?>

Opinião

Nordeste X Sudoeste? Para além das aparências na Geografia do Voto das Eleições 2022

Nordeste X Sudoeste? Para além das aparências na Geografia do Voto das Eleições 2022

Artigo por RED
19/02/2023 05:30 • Atualizado em 21/02/2023 23:21
Nordeste X Sudoeste? Para além das aparências na Geografia do Voto das Eleições 2022

De CARLOS ÁGUEDO PAIVA*

Um consenso ronda a nação, o dos dois Brasis: o nordeste progressista e o sudoeste conservador. Se olharmos para a Figura 1, abaixo, veremos que este consenso está longe de ser gratuito. As áreas cobertas por vermelho correspondem aos municípios onde Lula obteve a maioria (simples ou absoluta) dos votos no primeiro turno. As áreas preenchidas por azul correspondem aos municípios onde Bolsonaro obteve a maioria dos votos.

● **O que fazer**
Resuma em duas frases o texto sobre a geografia do voto nas eleições de 2022.

● **Itens**

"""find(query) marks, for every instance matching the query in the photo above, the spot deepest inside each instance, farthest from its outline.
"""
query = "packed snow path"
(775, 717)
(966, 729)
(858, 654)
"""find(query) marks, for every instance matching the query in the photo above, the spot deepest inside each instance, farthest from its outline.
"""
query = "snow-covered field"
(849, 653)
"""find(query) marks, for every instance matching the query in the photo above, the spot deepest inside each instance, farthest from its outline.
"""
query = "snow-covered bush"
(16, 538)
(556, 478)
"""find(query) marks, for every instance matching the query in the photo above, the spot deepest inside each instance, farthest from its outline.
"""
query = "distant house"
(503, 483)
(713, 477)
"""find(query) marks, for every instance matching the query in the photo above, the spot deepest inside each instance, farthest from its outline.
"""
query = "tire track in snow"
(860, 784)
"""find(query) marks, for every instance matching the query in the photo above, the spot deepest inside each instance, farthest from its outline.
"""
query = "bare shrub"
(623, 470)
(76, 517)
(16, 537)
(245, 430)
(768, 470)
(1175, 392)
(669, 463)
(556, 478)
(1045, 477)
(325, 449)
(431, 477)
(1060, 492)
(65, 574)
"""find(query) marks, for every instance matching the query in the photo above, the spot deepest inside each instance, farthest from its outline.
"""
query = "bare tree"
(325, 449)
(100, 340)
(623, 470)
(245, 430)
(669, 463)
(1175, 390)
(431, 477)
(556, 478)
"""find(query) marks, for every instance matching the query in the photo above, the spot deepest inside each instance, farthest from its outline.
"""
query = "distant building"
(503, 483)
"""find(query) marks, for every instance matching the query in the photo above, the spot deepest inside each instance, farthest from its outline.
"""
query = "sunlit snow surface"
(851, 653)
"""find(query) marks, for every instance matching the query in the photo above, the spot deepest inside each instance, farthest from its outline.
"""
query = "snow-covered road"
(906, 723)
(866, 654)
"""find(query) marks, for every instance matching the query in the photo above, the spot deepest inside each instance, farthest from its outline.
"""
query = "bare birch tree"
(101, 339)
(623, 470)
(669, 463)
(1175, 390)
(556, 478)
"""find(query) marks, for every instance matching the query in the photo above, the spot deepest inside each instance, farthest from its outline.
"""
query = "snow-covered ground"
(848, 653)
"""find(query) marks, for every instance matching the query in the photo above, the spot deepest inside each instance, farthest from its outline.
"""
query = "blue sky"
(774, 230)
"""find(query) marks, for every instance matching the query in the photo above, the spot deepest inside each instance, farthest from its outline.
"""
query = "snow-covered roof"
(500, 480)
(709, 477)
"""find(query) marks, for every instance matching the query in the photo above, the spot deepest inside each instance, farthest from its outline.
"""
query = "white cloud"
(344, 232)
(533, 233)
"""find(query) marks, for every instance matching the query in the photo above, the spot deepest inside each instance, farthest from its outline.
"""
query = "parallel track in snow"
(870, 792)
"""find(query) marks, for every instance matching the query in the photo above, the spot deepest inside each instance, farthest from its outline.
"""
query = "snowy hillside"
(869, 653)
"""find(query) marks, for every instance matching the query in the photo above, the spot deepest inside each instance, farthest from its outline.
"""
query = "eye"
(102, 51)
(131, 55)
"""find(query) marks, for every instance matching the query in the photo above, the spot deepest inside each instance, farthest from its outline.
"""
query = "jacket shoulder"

● **Solução**
Um consenso nacional fala em dois Brasis, com um nordeste progressista e um sudoeste conservador, e a Figura 1 mostra que esse consenso está longe de ser gratuito. Nela, o vermelho marca os municípios onde Lula obteve a maioria dos votos no primeiro turno, e o azul, aqueles onde Bolsonaro obteve a maioria.